Give the following material as a JSON list of strings, one string per line, with blank lines omitted.

— START OF Material for this task —

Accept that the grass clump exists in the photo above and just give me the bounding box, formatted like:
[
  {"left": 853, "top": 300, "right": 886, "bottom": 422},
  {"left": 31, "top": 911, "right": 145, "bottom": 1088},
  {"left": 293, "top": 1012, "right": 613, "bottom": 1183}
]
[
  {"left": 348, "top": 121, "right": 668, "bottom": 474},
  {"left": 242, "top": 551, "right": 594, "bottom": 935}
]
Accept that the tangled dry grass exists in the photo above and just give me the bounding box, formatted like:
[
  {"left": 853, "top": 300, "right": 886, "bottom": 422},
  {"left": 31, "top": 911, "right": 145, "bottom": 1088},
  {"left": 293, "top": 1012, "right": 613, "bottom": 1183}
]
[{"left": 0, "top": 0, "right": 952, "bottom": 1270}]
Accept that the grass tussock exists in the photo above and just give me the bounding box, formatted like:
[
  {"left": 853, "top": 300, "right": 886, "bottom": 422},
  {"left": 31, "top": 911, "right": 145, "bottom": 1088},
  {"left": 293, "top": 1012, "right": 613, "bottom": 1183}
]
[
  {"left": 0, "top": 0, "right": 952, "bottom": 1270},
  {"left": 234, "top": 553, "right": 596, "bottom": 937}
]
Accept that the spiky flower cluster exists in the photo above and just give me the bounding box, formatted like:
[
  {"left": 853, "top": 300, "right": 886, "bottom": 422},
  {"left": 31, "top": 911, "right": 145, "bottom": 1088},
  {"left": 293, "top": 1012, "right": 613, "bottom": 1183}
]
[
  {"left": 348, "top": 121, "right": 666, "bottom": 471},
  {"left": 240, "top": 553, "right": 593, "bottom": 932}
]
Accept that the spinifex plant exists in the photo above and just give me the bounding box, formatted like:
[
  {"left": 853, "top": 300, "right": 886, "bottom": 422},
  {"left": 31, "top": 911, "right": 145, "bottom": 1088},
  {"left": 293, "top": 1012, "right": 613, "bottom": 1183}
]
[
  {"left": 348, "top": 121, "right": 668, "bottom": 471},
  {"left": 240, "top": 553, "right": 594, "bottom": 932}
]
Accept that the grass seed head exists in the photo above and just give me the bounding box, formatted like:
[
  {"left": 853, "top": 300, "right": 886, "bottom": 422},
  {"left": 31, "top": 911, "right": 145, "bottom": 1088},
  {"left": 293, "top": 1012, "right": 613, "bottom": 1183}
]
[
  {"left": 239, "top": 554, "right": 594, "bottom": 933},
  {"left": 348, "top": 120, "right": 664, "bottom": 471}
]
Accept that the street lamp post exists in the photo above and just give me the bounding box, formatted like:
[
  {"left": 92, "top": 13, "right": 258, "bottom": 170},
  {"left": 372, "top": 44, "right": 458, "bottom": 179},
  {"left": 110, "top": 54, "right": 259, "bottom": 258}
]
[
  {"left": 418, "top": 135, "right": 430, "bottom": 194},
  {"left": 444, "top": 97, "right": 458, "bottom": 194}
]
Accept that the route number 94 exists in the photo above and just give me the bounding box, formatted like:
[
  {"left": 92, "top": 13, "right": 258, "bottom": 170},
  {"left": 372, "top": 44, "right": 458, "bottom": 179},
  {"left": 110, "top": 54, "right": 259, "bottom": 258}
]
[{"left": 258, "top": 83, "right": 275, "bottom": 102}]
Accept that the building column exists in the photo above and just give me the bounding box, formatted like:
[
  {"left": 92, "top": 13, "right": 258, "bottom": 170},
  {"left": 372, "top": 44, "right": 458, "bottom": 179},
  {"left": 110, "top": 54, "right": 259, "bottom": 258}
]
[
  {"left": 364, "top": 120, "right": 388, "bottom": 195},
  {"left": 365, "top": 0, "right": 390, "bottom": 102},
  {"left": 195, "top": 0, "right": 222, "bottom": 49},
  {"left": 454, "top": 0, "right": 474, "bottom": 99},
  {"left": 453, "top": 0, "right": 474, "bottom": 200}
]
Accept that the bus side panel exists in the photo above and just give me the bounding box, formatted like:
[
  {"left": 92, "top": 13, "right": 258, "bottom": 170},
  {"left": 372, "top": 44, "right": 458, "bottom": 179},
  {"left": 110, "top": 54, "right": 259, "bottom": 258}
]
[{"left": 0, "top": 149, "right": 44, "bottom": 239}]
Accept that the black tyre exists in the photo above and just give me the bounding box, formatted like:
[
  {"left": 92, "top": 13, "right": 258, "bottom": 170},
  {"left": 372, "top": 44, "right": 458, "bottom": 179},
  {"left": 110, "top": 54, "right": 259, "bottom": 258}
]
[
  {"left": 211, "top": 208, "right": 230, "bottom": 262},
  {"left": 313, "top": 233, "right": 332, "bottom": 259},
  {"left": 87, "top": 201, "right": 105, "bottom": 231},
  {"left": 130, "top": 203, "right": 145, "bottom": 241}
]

— END OF Material for this task —

Solved exercise
[
  "Accept that the grass clump exists in the photo above and just give me the bounding box, formatted like:",
  "[",
  "  {\"left\": 853, \"top\": 300, \"right\": 886, \"bottom\": 422},",
  "  {\"left\": 31, \"top\": 911, \"right\": 145, \"bottom\": 1088},",
  "  {\"left\": 293, \"top\": 1012, \"right\": 613, \"bottom\": 1183}",
  "]",
  "[",
  "  {\"left\": 348, \"top\": 121, \"right\": 668, \"bottom\": 474},",
  "  {\"left\": 242, \"top\": 551, \"right\": 594, \"bottom\": 935}",
  "]",
  "Accept that the tangled dry grass exists in the photo above and just give me the bounding box, formatted like:",
  "[",
  "  {\"left\": 853, \"top\": 300, \"right\": 886, \"bottom\": 422},",
  "  {\"left\": 31, \"top\": 911, \"right\": 145, \"bottom\": 1088},",
  "  {\"left\": 293, \"top\": 1012, \"right\": 613, \"bottom\": 1183}",
  "]",
  "[{\"left\": 0, \"top\": 0, \"right\": 952, \"bottom\": 1270}]",
  "Accept that the grass tussock exists in the photo above and just give me the bounding box, formatted like:",
  "[",
  "  {\"left\": 853, \"top\": 300, \"right\": 886, \"bottom\": 422},",
  "  {\"left\": 31, \"top\": 911, \"right\": 145, \"bottom\": 1088},",
  "  {\"left\": 293, \"top\": 1012, \"right\": 613, \"bottom\": 1183}",
  "]",
  "[",
  "  {\"left\": 0, \"top\": 0, \"right\": 952, \"bottom\": 1270},",
  "  {\"left\": 234, \"top\": 553, \"right\": 596, \"bottom\": 937}",
  "]",
  "Accept that the spiky flower cluster exists in the photo above and just give me the bounding box, formatted like:",
  "[",
  "  {\"left\": 853, \"top\": 300, \"right\": 886, \"bottom\": 422},",
  "  {\"left\": 31, \"top\": 911, \"right\": 145, \"bottom\": 1088},",
  "  {\"left\": 293, \"top\": 1012, \"right\": 613, \"bottom\": 1183}",
  "]",
  "[",
  "  {\"left\": 348, \"top\": 121, \"right\": 666, \"bottom\": 471},",
  "  {\"left\": 240, \"top\": 553, \"right\": 593, \"bottom\": 932}",
  "]",
  "Accept that the spinifex plant exists in the photo above and just give me the bounding box, formatted like:",
  "[",
  "  {\"left\": 853, \"top\": 300, \"right\": 886, \"bottom\": 422},",
  "  {\"left\": 31, \"top\": 911, \"right\": 145, \"bottom\": 1088},",
  "  {\"left\": 293, \"top\": 1012, \"right\": 613, \"bottom\": 1183}",
  "]",
  "[",
  "  {\"left\": 348, \"top\": 121, \"right\": 668, \"bottom\": 471},",
  "  {\"left\": 240, \"top\": 553, \"right\": 594, \"bottom\": 932}",
  "]",
  "Accept that the grass seed head exists in the photo above and just give me the bounding box, formatted like:",
  "[",
  "  {\"left\": 853, \"top\": 300, \"right\": 886, \"bottom\": 422},",
  "  {\"left\": 31, \"top\": 911, \"right\": 145, \"bottom\": 1088},",
  "  {\"left\": 293, \"top\": 1012, \"right\": 613, \"bottom\": 1183}",
  "]",
  "[",
  "  {\"left\": 239, \"top\": 554, \"right\": 594, \"bottom\": 933},",
  "  {\"left\": 348, \"top\": 120, \"right\": 664, \"bottom\": 471}",
  "]",
  "Accept that the street lamp post exists in the photo above and just give me the bounding box, formatted like:",
  "[",
  "  {\"left\": 92, \"top\": 13, \"right\": 258, \"bottom\": 170},",
  "  {\"left\": 372, \"top\": 44, \"right\": 458, \"bottom\": 179},",
  "  {\"left\": 110, \"top\": 54, \"right\": 259, \"bottom\": 258}",
  "]",
  "[",
  "  {\"left\": 418, \"top\": 135, \"right\": 430, \"bottom\": 194},",
  "  {\"left\": 444, \"top\": 97, \"right\": 458, \"bottom\": 194}",
  "]",
  "Accept that the route number 94 exists in the photo above and just give me the bounding box, formatted like:",
  "[",
  "  {\"left\": 92, \"top\": 13, \"right\": 258, \"bottom\": 170},",
  "  {\"left\": 372, \"top\": 44, \"right\": 458, \"bottom\": 179},",
  "  {\"left\": 110, \"top\": 54, \"right\": 259, \"bottom\": 258}",
  "]",
  "[{\"left\": 258, \"top\": 83, \"right\": 275, \"bottom\": 102}]",
  "Accept that the building column exists in the photo above and just give me the bounding box, formatted like:",
  "[",
  "  {\"left\": 92, \"top\": 13, \"right\": 258, \"bottom\": 170},",
  "  {\"left\": 372, \"top\": 44, \"right\": 458, \"bottom\": 179},",
  "  {\"left\": 110, \"top\": 54, \"right\": 259, \"bottom\": 258}",
  "]",
  "[",
  "  {\"left\": 364, \"top\": 120, \"right\": 388, \"bottom\": 195},",
  "  {\"left\": 365, \"top\": 0, \"right\": 390, \"bottom\": 102},",
  "  {\"left\": 195, \"top\": 0, \"right\": 222, \"bottom\": 49},",
  "  {\"left\": 454, \"top\": 0, \"right\": 474, \"bottom\": 99},",
  "  {\"left\": 453, \"top\": 0, \"right\": 474, \"bottom\": 200}",
  "]",
  "Accept that the bus side panel exists in the photo above and just give me the bounding box, formatted like:",
  "[",
  "  {\"left\": 92, \"top\": 13, \"right\": 258, \"bottom\": 170},",
  "  {\"left\": 372, \"top\": 44, \"right\": 458, \"bottom\": 179},",
  "  {\"left\": 110, \"top\": 54, \"right\": 259, \"bottom\": 258}",
  "]",
  "[{\"left\": 0, \"top\": 149, \"right\": 44, \"bottom\": 239}]",
  "Accept that the black tyre exists in the photo above and just give me the bounding box, formatted like:",
  "[",
  "  {\"left\": 92, \"top\": 13, \"right\": 258, \"bottom\": 170},",
  "  {\"left\": 372, \"top\": 44, \"right\": 458, \"bottom\": 179},",
  "  {\"left\": 110, \"top\": 54, \"right\": 259, \"bottom\": 258}",
  "]",
  "[",
  "  {\"left\": 211, \"top\": 208, \"right\": 230, \"bottom\": 262},",
  "  {\"left\": 313, \"top\": 233, \"right\": 332, \"bottom\": 259},",
  "  {\"left\": 87, \"top\": 201, \"right\": 105, \"bottom\": 231},",
  "  {\"left\": 130, \"top\": 203, \"right\": 145, \"bottom\": 241}",
  "]"
]